TEXT PASSAGE:

* * * * * * *

This sounds more like an LLM box than a desktop. High memory bandwidth, GPU cores, kinda like the Mac minis running Exos. With 128 GB it would beat the pants off a much more expensive nvidia.
The only way I can wrap my head around this is as a really expensive console, where the standard for modularity and upgradability is non-existent…
Just kindof a bummer. And I adore small computers.
It’s a super cute device with lots of fun little details, I just don’t see why go with this over a normal SFF PC for the price. It’s easier? Cuter?
Exactly, there’s more modularity in my ITX X570 Mb, although locked to the AMD CPUs, I can pop in these new 5800X3D and other chips that weren’t available when I bought my motherboard, supports crazy high OC DDR4 speeds and even manages to deliver a full 16x PCIE 4.0 Slot plus 2 M.2 connectors. In ITX size.
Durability with soldered cpu and ram? Wtffff
I thought their whole mindset was repairability and upgradeability. This is just an all in one board with a case. With a starting price of $1,000 even comparable Mac mini’s are $300 less if you want performance or just get a console if you want to play games.
Would have loved if their desktop would have just rehoused the 13 or 16 motherboards with upgraded cooling potential and even maybe thunderbolt to GPU adapters
This computer is not a gaming machine (as they falsely advertised), because you can definitely get both more powerful and more upgradeable for less.
It is exclusively an AI computer. Its whole advantage is to provide massive high bandwidth memory. It serves only that purpose and it serves it amazingly well. For anyone else, it is not a good value proposition. But in the AI space, this machine is a fantastic value. There is nothing else out there with 128GB that even comes close in price. An RTX 5090 has 32GB and costs 2000 USD alone, without any other component. The nvidia digits probably won’t have 128GB and certainly not at that price.
This competes against Apple’s computers with their HBM where people run LLM lovally and it does it using many more standardized components and with a much more reasonable price.
This machine serves a niche exclusively and I don’t blame anyone for dismissing it, but it’s because it serves a very specific use case for which there is little to no alternatives.
or just get a console if you want to play games
No. Consoles are just glorified DRM machines.
Near as I can tell? Their stakeholders aren’t happy with sales up to date. And considering one of their bigger ones is already running video “reviews” on how amazing this is and how you should buy it…
Soldered CPU on a desktop: DOA.
SOLDERED RAM ON A DESKTOP: lol. Lmao even. What the fuck. What ever happened to “you should be able to fix your stuff”? Their laptops have user-replaceable ram btw. This is a joke.
You forgot no serviceable GPU
What ever happened to “you should be able to fix your stuff”?
the CPU has such a high memory bandwidth, that it wasn’t possible to used socketed ram. Signal integrity was not holding up.
They tried to get it to run with socketed ram
Then don’t sell it.

* * * * * * *

QUESTIONS ON THE MATERIAL:
**1.** For each statement below, answer yes or no according to the comment thread, quoting the words that decide it. (a) An RTX 5090 has 32GB of memory. (b) The maker's laptops have soldered RAM. (c) The device has a starting price of $1,500.
**2.** Write out the stretch of the comment thread from "You forgot no" through "not holding up.".

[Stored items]

* * * * * * *

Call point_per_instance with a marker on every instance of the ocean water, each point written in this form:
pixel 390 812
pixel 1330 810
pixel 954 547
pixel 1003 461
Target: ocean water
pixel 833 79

* * * * * * *

ANSWERS IN ORDER:
**1.**
(a) Yes: "An RTX 5090 has 32GB and costs 2000 USD alone"
(b) No: "Their laptops have user-replaceable ram btw."
(c) No: "With a starting price of $1,000"

**2.**
You forgot no serviceable GPU
What ever happened to “you should be able to fix your stuff”?
the CPU has such a high memory bandwidth, that it wasn’t possible to used socketed ram. Signal integrity was not holding up.